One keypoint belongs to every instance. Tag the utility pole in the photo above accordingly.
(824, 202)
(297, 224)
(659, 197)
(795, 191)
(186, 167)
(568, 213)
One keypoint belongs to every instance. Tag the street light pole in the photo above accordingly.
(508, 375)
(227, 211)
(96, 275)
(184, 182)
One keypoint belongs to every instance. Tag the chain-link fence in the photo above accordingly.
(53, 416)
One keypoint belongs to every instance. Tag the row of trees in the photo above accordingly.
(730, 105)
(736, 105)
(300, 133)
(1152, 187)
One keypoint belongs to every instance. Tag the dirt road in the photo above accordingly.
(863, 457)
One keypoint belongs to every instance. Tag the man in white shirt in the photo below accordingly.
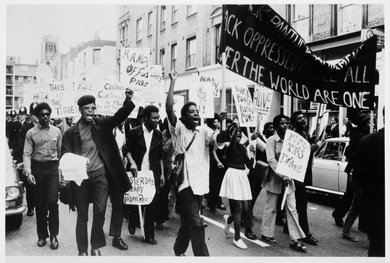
(196, 173)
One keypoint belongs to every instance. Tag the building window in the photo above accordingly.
(96, 56)
(349, 18)
(300, 20)
(150, 23)
(191, 52)
(191, 9)
(162, 58)
(173, 56)
(217, 41)
(174, 14)
(162, 17)
(138, 32)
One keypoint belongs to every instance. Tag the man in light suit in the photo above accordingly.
(144, 150)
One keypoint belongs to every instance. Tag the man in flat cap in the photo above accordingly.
(92, 137)
(40, 160)
(25, 126)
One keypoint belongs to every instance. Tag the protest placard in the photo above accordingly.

Task directions - Restate every record exactly, please; do not copy the pictures.

Output -
One keypoint belongs to every instance. Tag the utility pole in the photo above accordingly.
(824, 202)
(297, 224)
(659, 197)
(795, 191)
(186, 167)
(568, 213)
One keypoint belongs to every instance. Tag the street light pole in the photo above accordingly.
(508, 375)
(227, 211)
(96, 275)
(184, 182)
One keypoint belongs to every instance. Tag the chain-link fence in the photo above accordingly.
(53, 416)
One keypoint belongs to every instance. Tag the row of trees in the photo above accordingly.
(730, 105)
(736, 105)
(300, 133)
(1152, 187)
One keypoint belongs to every instance. Tag the dirt road in the photo above accordingly.
(863, 457)
One keypoint belongs to every instance. Tag the man in white shirt in the photo below accordingly.
(196, 173)
One keypoint belongs to every instance. Tag the building window in the photo above accordingly.
(96, 56)
(349, 18)
(300, 20)
(150, 23)
(191, 52)
(191, 9)
(162, 58)
(173, 56)
(217, 41)
(174, 14)
(162, 17)
(138, 32)
One keypoint belongs to every instance. Tag the man in light suit in the photo above accordingly.
(144, 150)
One keypoint belongs to every instance. Tag the man in flat cap in the photo above accordingly.
(92, 137)
(40, 160)
(25, 126)
One keypoint belongs to every instance. Tag the protest placard in the photo above accordingly.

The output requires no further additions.